Excerpt provided:
— BEGIN —

By offering flexibility, businesses can attract talent they may not have been able to before, including mothers who want to return to work, older workers who would prefer to work part-time, and neurodiverse candidates who work better outside of the traditional office nine-to-five.  

According to Zoe Forman, Senior Marketing Operations Specialist (EMEA), MSA – The Safety Company, flexibility is key when it comes to supporting a diversity of female talent. And our other female leaders were in agreement.  

“Offering remote and flexible working options can greatly accommodate diverse female perspectives, whether it’s balancing childcare or caring for ageing parents,” explains Zoe.  

Zoe Collins, Group Finance Director at Bluprintx, underlined the importance of providing that flexibility all-round, not just for mums. “My husband is also dedicated to his career but he was up for the challenge of sharing my maternity leave with both children,’ she explains.  

“I’m very lucky that,  a) we both wanted that and b) we had the opportunity with the shared parental leave policy in the UK. Any company offering enhanced maternity should think about offering to both men and women.” 

Dr. June Dennis, Managing Director and Marketing Strategy Coach of Mountain Top Perspectives Ltd, agrees that flexible working does help. “It’s still difficult for women to move into senior management roles as the requirement to attend meetings at non-child-friendly times can be hard work. When I became associate dean, I had to attend a weekly meeting with the VC that started at 8am, which meant leaving home at 7am or earlier. That meant I had to rely on others to take my children to school or breakfast club.  

“That said, given the flexibility that lecturers have when they are not teaching, I was able to get to most school events when my kids were young, which I valued. Hopefully, flexible working does help to some extent.”  

Advocacy in business culture

Mentoring and advocacy is a great way to support minority and diverse employees through their career progression – as covered earlier in this series. Bringing this forward to diversity and inclusion, Zoe Forman explains, “Encouraging mentorship among women and spotlighting female leaders can further enhance diversity and inclusivity in our industry.” 

“From a practical side, it’s great to participate where you can see role models who look like you,” agreed Laura Milne.  

Hilla Bakshi, Tech Ecosystem Leader, believes that successful women should take the time to mentor other women and create a strong network of support. This is an idea supported by Olga Lykova, Head of Partnerships for North America at, who says: 

“I think it’s important to lift people as you grow. Prioritize supporting one or two women to start with, even if you’re just starting out in your career. If you’re a couple of years into your career, you can help by going back to your college, or help a local college student with polishing their resume, setting up their LinkedIn, inviting them to join a conference for networking opportunities.”

— END —

Source material:
— BEGIN —

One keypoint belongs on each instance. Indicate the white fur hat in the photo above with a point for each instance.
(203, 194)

— END —

Your tasks:
1. Retype the passage from the article on flexible working and female leadership, starting at "According to Zoe" and ending at "children,’ she explains.".
2. Can you extend the article on flexible working and female leadership past its final sentence?

Expected results:
1.
According to Zoe Forman, Senior Marketing Operations Specialist (EMEA), MSA – The Safety Company, flexibility is key when it comes to supporting a diversity of female talent. And our other female leaders were in agreement.  

“Offering remote and flexible working options can greatly accommodate diverse female perspectives, whether it’s balancing childcare or caring for ageing parents,” explains Zoe.  

Zoe Collins, Group Finance Director at Bluprintx, underlined the importance of providing that flexibility all-round, not just for mums. “My husband is also dedicated to his career but he was up for the challenge of sharing my maternity leave with both children,’ she explains.

2.
“It’s a very small lift,” says Olga, “but it can change someone’s life and career trajectory. Let’s start small and encourage people around us to do the same, that’s how we drive impact at scale.”  

Mentorship can work both ways, too, helping senior staff understand the challenges and consider the perspectives of people from different walks of life. Which brings us on to training.  

According to Nele Van der borght, Head of Marketing at DPAM: “We need to train people to think and act with diversity in mind. We need to chisel away at our teams to make them as versatile as possible and engrain critical questioning in our actions by making us aware of our prejudice.” 

Dana Dumai, VP of Products,, agrees that this innate bias can have an impact on how women are perceived in the workplace and how they act: “Women tend not to brag, not to ask for promotions and to make themselves small. We all know it starts from the minute we are born, what we are expected to say and how we are expected to behave. It begins in the nursery, through school years and onward.  

“To break that is to first understand the barriers and then make sure we don’t fall into these pitfalls.” 

Of course, diverse teams are more than just a mix of genders. As Maud Davis, PR and Communications Trainer for CIPR, explains: 

“Most employers tend to think that they have a diverse workplace, but having a diverse workplace is about more than a male-to-female ratio. It is about inclusion and promoting equal representation for all—equal opportunities in access to employment, positions of leadership, and decision-making at all levels.” 


The benefits of fostering diversity and inclusion are clear: diverse teams lead to greater innovation, improved decision-making, and higher profitability. And embracing diverse female perspectives is an integral part of the picture. 

Businesses need to adopt proactive measures from the outset, ensuring that women are included in every stage of the decision-making process. To make this possible, businesses need to offer flexible work arrangements to accommodate diverse needs, provide individual support and mentorship opportunities, and actively challenge organizational biases.  

By taking these steps, businesses can not only create a more equitable workplace but also unlock their workforce’s full potential, driving long-term sustainable growth and success. And as we close off this series for Women’s History Month, we look forward to a year in which empowered female voices can make a greater impact than ever before.